WORK INSTRUCTION: Where a line of the records holds the string "tight", copy that line.

--- SOURCE DATA Enclosed Below ---

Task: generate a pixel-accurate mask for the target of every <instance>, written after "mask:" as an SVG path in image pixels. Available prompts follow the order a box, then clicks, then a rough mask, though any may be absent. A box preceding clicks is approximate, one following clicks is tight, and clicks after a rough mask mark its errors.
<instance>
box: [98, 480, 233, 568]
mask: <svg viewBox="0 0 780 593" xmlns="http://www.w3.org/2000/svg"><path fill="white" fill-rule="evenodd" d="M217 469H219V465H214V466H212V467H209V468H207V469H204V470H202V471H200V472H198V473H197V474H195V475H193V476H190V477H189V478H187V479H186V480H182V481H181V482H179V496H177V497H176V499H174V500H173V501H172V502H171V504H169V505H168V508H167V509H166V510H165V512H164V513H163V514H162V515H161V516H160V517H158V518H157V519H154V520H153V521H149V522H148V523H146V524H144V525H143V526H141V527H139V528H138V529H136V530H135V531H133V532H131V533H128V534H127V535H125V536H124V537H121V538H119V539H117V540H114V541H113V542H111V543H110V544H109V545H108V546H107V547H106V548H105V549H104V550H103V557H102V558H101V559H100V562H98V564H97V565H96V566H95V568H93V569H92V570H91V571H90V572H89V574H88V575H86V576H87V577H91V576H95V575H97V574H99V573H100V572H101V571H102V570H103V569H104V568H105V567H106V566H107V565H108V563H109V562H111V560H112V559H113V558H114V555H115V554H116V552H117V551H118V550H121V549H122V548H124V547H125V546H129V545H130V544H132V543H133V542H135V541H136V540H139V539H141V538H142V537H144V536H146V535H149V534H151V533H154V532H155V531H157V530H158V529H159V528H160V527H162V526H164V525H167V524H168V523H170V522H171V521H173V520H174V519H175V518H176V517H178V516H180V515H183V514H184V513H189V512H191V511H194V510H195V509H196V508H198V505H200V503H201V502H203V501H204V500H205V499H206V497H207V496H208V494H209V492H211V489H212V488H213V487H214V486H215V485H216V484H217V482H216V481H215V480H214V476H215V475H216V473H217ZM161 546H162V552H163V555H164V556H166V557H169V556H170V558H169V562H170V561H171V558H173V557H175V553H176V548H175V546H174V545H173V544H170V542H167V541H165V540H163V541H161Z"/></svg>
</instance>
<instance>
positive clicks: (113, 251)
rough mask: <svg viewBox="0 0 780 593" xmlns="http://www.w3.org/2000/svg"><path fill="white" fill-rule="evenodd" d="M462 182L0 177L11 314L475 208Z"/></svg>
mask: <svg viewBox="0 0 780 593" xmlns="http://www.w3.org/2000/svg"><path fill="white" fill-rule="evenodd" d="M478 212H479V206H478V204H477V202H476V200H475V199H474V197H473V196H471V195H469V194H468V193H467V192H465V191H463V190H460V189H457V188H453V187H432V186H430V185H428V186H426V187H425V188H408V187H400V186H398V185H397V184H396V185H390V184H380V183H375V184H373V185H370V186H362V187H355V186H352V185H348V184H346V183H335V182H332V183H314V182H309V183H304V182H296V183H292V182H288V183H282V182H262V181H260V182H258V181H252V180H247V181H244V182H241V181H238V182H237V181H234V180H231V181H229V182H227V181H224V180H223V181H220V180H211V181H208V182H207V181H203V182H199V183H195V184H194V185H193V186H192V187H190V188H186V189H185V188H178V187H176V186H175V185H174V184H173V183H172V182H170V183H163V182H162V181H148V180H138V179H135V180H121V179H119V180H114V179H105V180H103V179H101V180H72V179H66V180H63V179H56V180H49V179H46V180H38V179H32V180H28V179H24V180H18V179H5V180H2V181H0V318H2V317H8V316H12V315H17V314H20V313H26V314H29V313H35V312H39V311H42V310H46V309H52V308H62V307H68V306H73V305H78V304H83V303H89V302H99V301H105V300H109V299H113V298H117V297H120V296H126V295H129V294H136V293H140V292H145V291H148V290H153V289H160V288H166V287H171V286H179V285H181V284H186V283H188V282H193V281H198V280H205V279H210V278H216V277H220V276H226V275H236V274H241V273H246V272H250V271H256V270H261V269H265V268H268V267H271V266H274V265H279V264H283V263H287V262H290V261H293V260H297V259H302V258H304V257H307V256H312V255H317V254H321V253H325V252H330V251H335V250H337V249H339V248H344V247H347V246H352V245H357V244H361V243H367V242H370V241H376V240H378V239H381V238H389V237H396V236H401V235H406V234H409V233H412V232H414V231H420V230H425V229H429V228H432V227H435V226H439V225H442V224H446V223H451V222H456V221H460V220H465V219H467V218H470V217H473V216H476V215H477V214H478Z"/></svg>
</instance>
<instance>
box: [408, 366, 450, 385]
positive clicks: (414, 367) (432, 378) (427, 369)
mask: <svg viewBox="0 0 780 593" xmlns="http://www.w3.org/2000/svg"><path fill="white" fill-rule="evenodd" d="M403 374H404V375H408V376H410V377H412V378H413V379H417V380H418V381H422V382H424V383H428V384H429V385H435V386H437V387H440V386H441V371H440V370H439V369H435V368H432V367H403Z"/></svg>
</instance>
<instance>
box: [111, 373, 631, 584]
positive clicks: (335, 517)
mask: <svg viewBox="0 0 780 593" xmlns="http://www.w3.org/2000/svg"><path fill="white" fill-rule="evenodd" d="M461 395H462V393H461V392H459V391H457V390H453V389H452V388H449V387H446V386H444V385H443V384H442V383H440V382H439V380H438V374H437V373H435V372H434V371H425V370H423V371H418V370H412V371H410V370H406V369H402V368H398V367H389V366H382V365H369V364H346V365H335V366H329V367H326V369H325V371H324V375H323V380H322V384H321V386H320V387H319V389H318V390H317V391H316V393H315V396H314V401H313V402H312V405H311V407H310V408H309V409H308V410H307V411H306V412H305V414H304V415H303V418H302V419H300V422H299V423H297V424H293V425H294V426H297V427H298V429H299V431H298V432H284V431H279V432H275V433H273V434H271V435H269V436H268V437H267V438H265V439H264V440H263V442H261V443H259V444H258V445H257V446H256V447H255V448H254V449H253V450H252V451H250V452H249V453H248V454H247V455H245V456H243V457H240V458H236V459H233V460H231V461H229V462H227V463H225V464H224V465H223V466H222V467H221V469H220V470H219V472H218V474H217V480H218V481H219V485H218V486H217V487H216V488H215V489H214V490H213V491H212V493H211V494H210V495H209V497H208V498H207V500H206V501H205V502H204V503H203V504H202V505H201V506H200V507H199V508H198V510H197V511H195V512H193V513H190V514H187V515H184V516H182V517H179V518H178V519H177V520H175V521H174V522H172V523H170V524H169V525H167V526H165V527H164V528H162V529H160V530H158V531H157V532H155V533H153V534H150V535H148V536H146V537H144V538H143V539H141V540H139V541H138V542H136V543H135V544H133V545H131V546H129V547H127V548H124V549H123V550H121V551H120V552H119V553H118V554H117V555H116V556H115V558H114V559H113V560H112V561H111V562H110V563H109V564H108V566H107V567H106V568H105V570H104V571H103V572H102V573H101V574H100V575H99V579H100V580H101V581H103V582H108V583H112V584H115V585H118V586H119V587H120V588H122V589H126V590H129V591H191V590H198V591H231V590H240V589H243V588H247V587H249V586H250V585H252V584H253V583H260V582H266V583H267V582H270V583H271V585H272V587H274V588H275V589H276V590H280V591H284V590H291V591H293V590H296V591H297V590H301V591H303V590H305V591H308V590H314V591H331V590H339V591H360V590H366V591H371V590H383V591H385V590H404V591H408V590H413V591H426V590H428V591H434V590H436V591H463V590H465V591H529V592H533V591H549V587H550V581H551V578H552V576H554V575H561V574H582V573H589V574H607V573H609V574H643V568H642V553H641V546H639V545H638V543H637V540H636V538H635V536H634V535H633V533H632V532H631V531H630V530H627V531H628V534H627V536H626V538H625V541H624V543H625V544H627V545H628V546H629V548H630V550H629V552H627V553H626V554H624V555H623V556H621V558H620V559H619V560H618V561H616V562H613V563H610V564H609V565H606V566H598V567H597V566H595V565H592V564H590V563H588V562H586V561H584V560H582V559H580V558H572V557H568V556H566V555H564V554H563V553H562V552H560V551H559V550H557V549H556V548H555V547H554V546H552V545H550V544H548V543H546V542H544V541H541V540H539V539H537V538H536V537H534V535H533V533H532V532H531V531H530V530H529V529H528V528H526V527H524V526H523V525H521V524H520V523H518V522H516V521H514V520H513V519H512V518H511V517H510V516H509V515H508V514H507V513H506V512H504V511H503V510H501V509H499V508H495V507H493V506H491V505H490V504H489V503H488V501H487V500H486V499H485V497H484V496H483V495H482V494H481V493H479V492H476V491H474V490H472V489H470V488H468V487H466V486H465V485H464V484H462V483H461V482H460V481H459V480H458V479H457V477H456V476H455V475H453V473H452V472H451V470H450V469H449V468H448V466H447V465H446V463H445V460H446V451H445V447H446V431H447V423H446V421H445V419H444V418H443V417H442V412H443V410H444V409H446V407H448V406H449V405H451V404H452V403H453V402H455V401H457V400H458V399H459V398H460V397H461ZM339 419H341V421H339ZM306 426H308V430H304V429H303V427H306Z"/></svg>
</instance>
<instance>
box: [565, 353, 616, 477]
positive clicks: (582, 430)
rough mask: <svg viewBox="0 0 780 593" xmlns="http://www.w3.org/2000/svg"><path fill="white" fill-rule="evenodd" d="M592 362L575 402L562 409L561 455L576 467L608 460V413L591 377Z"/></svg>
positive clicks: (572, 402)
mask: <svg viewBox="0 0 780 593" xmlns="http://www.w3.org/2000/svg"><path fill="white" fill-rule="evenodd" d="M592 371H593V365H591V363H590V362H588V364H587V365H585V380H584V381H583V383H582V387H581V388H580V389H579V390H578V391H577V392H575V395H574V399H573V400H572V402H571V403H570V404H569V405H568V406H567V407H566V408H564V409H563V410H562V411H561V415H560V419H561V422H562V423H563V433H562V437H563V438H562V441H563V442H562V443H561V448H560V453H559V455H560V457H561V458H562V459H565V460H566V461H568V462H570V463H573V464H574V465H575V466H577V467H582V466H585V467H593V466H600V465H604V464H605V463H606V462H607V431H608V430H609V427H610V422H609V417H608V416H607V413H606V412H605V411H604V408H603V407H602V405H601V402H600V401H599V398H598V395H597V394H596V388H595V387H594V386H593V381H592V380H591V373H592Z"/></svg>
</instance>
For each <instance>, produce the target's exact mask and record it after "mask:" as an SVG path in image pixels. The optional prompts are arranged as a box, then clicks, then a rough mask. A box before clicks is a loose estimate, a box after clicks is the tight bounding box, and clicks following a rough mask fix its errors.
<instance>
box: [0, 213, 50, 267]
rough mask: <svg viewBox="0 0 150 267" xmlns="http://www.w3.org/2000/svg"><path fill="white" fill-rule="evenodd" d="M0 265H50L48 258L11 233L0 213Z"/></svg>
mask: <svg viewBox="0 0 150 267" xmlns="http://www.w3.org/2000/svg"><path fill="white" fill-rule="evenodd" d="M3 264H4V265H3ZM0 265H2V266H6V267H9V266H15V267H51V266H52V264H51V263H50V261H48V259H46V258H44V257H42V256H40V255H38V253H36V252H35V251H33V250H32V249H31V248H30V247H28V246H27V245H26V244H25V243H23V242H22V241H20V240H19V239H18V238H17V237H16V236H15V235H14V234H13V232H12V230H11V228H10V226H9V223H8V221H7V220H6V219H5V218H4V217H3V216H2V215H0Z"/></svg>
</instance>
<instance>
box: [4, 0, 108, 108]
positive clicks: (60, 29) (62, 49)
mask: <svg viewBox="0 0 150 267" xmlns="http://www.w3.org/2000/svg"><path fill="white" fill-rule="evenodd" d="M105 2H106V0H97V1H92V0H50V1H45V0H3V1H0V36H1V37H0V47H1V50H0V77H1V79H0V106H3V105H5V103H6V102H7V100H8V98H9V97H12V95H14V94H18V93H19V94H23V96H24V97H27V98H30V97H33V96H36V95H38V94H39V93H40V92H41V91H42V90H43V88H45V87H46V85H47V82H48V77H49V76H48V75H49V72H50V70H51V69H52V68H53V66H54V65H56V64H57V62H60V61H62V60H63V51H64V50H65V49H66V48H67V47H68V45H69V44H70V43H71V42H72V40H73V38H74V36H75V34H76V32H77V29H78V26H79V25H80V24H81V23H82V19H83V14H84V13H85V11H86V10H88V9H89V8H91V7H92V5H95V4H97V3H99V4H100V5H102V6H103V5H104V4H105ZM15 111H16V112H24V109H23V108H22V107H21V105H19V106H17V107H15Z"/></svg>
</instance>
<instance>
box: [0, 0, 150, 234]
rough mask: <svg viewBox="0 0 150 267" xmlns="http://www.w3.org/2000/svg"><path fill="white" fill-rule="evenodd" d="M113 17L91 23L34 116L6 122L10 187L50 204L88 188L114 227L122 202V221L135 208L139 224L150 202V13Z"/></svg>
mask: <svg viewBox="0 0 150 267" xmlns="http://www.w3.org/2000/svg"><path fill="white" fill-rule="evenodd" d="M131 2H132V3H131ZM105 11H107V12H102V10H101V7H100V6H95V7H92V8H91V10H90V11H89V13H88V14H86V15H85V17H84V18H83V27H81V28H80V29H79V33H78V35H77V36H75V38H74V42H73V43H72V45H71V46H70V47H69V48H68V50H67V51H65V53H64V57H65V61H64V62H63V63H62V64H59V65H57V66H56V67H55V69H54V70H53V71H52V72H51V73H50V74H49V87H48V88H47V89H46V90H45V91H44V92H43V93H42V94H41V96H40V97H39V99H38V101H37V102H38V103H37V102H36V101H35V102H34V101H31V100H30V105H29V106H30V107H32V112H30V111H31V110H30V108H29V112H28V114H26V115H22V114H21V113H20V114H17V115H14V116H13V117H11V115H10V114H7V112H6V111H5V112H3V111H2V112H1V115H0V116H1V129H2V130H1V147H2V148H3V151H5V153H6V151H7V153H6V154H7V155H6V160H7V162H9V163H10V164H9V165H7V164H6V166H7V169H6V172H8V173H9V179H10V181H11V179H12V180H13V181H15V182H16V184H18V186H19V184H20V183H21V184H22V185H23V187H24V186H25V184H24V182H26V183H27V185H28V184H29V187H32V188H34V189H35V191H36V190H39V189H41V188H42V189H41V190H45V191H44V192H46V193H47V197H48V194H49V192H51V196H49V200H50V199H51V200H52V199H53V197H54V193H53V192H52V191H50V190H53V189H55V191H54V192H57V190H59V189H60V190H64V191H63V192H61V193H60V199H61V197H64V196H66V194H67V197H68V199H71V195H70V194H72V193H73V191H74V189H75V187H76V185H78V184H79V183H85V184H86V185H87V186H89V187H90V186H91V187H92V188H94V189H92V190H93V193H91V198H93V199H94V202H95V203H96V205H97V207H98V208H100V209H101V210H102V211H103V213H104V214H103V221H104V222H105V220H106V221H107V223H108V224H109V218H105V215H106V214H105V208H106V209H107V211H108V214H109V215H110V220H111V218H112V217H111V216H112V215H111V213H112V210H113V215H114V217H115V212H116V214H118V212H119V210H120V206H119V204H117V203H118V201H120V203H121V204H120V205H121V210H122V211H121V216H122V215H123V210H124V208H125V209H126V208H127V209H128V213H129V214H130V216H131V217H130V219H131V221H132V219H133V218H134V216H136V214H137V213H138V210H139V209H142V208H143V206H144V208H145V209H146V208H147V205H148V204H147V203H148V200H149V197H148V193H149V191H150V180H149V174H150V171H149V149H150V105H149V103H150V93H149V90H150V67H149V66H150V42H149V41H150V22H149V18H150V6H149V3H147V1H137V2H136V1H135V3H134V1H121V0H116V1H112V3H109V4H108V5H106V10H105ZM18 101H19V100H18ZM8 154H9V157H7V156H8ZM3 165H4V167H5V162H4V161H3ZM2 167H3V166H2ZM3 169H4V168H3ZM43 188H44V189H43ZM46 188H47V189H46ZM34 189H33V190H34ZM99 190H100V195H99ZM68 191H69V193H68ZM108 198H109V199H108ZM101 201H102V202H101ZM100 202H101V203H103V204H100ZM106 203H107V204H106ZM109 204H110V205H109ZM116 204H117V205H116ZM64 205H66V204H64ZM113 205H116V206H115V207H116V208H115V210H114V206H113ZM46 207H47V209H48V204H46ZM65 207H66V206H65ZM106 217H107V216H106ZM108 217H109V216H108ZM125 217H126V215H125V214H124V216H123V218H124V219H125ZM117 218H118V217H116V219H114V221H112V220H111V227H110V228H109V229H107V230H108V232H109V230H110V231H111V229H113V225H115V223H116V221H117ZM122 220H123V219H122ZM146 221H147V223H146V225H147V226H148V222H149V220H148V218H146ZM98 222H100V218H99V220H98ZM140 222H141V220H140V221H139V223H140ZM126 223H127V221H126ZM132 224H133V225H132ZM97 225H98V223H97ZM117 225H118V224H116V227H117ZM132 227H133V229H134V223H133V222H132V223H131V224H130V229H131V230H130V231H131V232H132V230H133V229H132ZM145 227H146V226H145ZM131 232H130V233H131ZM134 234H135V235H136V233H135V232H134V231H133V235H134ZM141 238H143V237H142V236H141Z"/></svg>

--- End of Enclosed SOURCE DATA ---

WRITTEN ANSWER:
Task: generate a pixel-accurate mask for the target of every <instance>, written after "mask:" as an SVG path in image pixels. Available prompts follow the order a box, then clicks, then a rough mask, though any may be absent. A box preceding clicks is approximate, one following clicks is tight, and clicks after a rough mask mark its errors.
For each <instance>, produce the target's exact mask and record it after "mask:" as an SVG path in image pixels. The optional prompts are arranged as a box, then clicks, then a rough mask. A box before clicks is a loose estimate, a box after clicks is the tight bounding box, and clicks following a rough mask fix its errors.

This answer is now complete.